## Source extract:
<<<<

Scenarios for YES - any of these

  • major popular media or journalistic outlets seriously say that this is accepted

  • scientific nutrition journals say that this is well-known and understood phenomena with understanding based on at least 2 papers

  • thousands of people explicitly follow a diet which includes ice cream as a health food

  • ice cream-derived vitamins or supplements claiming to incorporate its beneficial aspects become popular and are widely available at pharmacies, etc.

I will not bet in this market and my overall goal is to evaluate whether recent claims that ice cream actually isn't bad are substantiated and have become mainstream views.

Judging by what the top LLMs say at the time + my opinion.

Overall, if we say the acceptance of this idea is at 10% today, if by end of claim we are at 50%+ acceptance in the US English language media, this resolves YES. Otherwise NO.

>>>>

## Supplied entries:
<<<<

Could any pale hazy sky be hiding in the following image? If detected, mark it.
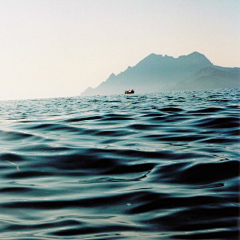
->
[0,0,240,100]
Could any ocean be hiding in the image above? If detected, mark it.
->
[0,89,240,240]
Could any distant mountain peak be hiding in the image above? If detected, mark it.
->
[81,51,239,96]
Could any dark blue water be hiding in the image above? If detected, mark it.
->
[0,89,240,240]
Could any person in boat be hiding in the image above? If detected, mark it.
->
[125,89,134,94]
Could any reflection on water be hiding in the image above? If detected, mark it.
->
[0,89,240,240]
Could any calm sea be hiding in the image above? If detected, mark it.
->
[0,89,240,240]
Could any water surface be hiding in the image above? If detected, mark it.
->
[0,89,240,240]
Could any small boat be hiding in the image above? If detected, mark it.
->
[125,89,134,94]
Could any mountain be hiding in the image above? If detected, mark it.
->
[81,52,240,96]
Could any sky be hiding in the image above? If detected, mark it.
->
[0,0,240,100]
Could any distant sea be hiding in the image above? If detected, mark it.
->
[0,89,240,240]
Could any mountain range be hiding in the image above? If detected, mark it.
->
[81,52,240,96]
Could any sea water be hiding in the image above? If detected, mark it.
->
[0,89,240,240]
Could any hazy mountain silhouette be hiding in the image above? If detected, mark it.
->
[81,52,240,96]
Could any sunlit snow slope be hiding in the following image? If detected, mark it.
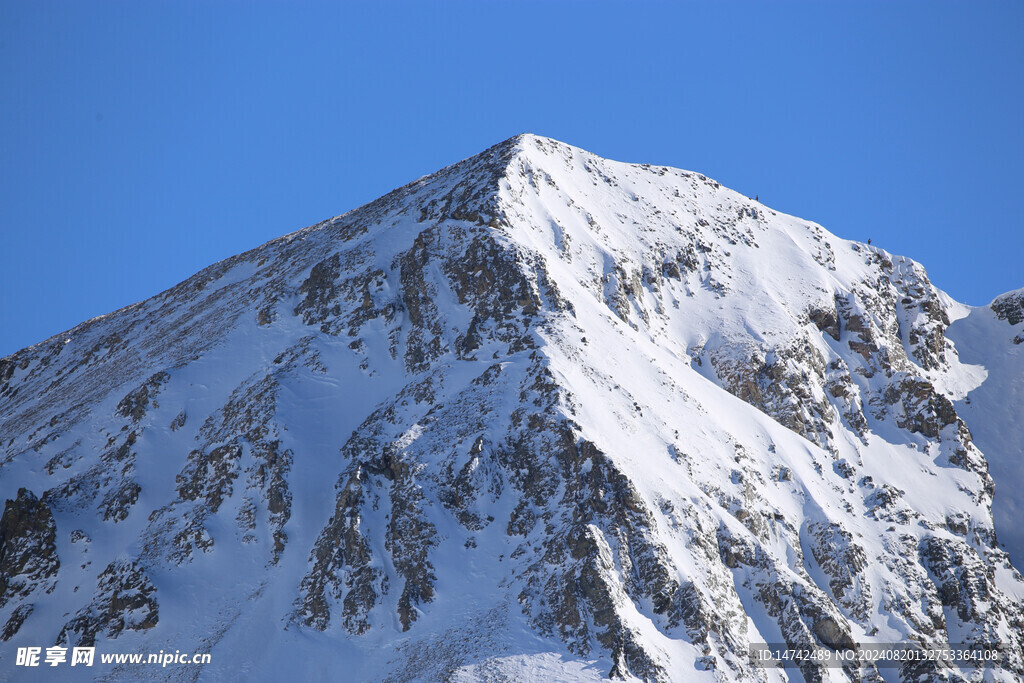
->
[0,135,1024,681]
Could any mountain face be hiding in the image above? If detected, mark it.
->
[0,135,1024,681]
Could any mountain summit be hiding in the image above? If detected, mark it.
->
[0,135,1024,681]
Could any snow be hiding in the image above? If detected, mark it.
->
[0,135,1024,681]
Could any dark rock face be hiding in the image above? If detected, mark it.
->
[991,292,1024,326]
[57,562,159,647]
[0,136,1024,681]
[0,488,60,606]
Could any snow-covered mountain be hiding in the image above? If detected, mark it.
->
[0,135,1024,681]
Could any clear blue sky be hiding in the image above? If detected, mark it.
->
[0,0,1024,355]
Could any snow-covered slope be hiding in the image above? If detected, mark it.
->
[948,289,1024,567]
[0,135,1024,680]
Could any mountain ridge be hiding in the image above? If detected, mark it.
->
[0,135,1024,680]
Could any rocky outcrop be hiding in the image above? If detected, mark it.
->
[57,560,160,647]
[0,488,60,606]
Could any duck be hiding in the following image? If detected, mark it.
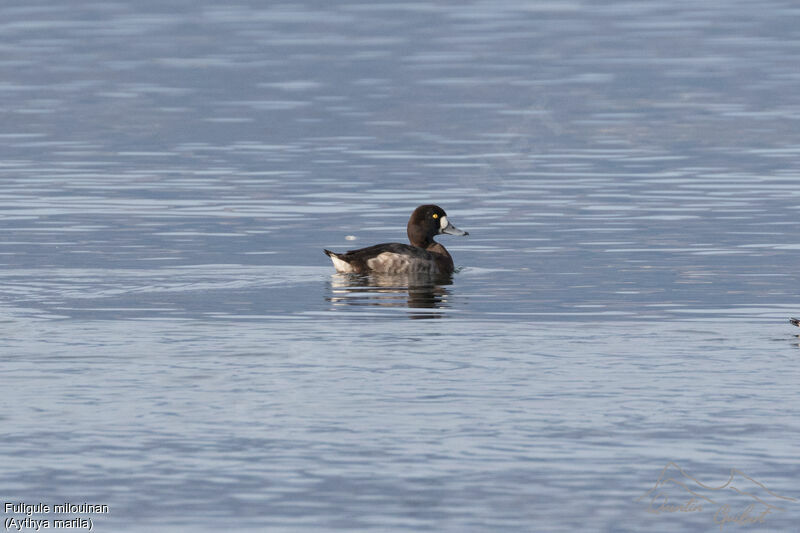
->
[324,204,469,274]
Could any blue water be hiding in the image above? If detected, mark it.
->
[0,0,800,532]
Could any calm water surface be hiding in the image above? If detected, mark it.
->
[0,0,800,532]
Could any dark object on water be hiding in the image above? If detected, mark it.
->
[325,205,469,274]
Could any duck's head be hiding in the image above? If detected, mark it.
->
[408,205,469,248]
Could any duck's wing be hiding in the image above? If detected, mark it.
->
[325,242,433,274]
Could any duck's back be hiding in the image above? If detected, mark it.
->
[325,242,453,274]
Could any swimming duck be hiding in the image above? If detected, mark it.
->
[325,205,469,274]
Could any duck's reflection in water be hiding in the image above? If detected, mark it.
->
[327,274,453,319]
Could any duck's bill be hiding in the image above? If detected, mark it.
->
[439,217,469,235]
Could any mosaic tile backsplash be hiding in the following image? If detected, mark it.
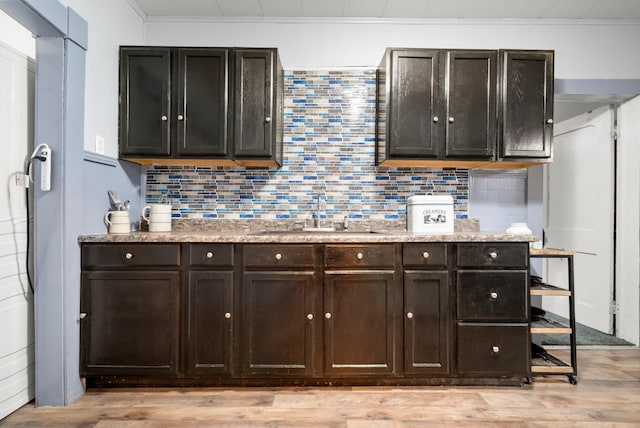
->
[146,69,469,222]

>>>>
<<<<

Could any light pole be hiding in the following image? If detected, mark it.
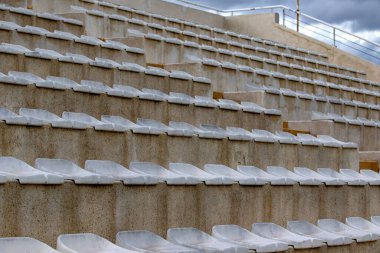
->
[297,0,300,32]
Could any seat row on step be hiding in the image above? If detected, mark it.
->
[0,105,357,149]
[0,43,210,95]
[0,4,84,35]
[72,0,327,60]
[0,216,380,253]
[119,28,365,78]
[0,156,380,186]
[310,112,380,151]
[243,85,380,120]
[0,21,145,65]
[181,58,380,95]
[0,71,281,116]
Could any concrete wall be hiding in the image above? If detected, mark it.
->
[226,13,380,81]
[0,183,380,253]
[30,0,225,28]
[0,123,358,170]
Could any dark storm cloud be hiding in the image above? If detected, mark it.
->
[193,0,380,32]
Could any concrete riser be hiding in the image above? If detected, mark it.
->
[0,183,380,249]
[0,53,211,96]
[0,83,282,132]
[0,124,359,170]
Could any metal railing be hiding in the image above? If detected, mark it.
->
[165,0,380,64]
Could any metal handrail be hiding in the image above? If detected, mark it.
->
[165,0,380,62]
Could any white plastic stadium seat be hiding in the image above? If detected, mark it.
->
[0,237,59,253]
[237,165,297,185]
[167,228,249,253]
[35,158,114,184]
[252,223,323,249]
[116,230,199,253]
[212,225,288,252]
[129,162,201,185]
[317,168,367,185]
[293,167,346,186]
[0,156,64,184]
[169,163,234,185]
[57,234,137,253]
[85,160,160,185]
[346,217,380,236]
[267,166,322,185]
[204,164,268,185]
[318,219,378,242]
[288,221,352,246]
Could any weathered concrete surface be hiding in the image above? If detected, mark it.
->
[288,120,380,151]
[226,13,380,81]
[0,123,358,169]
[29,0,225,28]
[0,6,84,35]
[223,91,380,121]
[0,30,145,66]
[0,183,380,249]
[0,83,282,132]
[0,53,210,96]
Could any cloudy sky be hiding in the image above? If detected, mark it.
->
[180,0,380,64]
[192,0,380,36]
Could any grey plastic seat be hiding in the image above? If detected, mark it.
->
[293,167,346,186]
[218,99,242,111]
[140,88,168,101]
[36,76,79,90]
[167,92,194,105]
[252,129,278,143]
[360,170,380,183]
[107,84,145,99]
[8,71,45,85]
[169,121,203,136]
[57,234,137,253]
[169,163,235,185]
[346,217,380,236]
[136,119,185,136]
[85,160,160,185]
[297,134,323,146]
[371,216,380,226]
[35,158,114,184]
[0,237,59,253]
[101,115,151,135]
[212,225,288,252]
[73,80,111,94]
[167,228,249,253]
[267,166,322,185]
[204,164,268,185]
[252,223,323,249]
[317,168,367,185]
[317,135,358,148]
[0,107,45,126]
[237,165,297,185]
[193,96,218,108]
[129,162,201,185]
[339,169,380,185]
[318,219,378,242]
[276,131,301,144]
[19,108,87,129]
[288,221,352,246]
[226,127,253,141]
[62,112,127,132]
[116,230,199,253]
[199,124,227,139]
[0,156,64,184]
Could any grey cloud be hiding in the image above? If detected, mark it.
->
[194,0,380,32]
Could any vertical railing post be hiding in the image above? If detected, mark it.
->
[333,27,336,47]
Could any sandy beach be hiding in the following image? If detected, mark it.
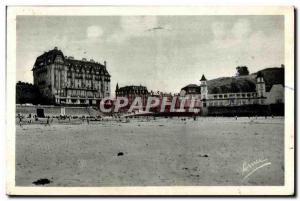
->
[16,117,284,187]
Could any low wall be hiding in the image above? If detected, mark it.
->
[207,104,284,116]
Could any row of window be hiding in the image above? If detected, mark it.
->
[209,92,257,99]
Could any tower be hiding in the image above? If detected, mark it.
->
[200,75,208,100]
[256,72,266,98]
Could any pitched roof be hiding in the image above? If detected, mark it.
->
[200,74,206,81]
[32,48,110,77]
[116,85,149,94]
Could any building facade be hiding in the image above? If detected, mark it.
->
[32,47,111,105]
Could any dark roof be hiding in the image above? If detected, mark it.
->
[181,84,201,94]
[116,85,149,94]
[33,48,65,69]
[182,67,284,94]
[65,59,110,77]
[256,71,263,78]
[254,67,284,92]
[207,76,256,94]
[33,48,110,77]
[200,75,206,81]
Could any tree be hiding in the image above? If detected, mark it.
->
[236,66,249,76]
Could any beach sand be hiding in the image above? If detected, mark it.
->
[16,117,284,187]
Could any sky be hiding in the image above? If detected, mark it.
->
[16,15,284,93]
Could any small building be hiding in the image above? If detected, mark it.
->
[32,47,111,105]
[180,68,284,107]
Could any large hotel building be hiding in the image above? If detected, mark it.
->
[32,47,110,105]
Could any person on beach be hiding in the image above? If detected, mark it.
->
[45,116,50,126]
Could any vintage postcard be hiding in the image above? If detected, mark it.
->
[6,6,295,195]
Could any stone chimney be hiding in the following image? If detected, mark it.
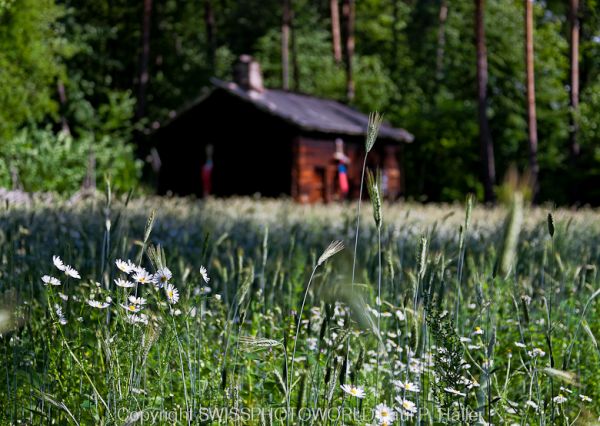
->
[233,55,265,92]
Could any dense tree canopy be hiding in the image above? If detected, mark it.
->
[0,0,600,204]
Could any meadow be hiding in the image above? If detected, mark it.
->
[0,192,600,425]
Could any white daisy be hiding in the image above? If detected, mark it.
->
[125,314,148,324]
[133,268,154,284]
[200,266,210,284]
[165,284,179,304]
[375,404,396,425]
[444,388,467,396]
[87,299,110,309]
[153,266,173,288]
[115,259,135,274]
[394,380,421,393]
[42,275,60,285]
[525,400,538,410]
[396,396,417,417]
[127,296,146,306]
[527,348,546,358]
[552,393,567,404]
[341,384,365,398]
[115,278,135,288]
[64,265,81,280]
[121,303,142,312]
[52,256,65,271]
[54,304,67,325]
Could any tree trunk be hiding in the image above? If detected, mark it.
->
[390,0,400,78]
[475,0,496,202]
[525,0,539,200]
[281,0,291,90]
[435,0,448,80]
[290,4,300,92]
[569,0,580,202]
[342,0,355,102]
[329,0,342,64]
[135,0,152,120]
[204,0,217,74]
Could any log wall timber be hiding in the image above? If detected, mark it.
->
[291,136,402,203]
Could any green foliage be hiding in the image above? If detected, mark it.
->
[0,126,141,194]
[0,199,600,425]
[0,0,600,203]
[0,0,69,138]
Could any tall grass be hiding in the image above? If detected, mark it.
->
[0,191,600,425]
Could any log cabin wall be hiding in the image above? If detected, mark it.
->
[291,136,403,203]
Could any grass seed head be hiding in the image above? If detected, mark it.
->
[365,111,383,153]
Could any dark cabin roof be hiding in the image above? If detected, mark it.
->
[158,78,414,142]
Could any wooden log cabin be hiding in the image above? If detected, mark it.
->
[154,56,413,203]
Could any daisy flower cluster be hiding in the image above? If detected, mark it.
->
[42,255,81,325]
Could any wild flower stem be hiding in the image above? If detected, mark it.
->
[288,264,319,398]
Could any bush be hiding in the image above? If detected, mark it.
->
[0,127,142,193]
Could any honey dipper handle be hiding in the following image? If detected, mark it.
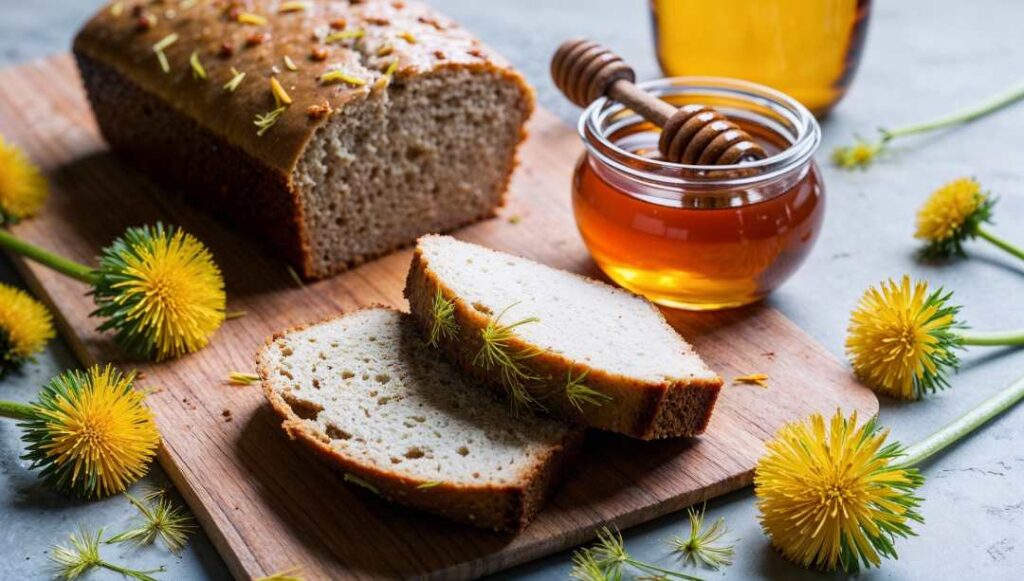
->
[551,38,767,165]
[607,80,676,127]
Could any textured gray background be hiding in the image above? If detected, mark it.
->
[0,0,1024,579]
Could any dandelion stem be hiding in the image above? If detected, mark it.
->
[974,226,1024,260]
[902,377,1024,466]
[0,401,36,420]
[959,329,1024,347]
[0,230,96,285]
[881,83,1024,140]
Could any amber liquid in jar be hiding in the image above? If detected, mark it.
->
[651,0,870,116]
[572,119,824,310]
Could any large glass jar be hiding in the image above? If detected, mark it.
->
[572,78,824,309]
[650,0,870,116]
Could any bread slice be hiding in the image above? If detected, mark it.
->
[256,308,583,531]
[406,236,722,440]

>>>>

## Task statement:
Continue the resolution criteria for the ice cream health market, starting after its last sentence.

## Answer:
Currenly, querying GPT4 reveal an estimate of approx 10-20% as the confidence level for scientific journals, when prompted with

evaluate what various journals would think of the hypothesis that ice cream is actually health in this format: {"confidence": <0-100%>, "reasons": "text", "other info and comment: "<text2>"} for each of: Ny times ny post the economist WSJ China Daily Nature Science A popular nutrition journal A college professor of nutrition from a mediocre university An alternative, gestalt healer from germany who has surprisingly effective, if unexplained, methods of history

"So far, there are just a few articles, one in "the atlantic" and other brief mentions from non-mainstream nutritionists that this may be true. There is a single rumored study that there may be a hypothetical explanation, but overall this is not certain at all now. Could you re-generate the output based on this state of affairs, basing it on the estimate of these outlets current possible opinions, as best as you can?" and then supplying a list of newspapers and journals. The newspaper estimates are from 10-40% based on the sensationalism levels, but "Science" and "Nature" are both described as

at EOY 2026 we will take the most updated available LLM <100$/month to access, either local or remote, and ask it, assuming that data is relatively well-updated within it. If it's not updated, I will feed it the latest papers on this subject but hopefully they will already be included.

Overall, it will be hard to get a YES unless there is quite significant scientific movement in this direction from at least a serious sub-community; but even if the most mainstream views haven't changed, a demonstration of effect & wide popularity and acceptance of the view from the public and some professionals could be enough to generate a YES.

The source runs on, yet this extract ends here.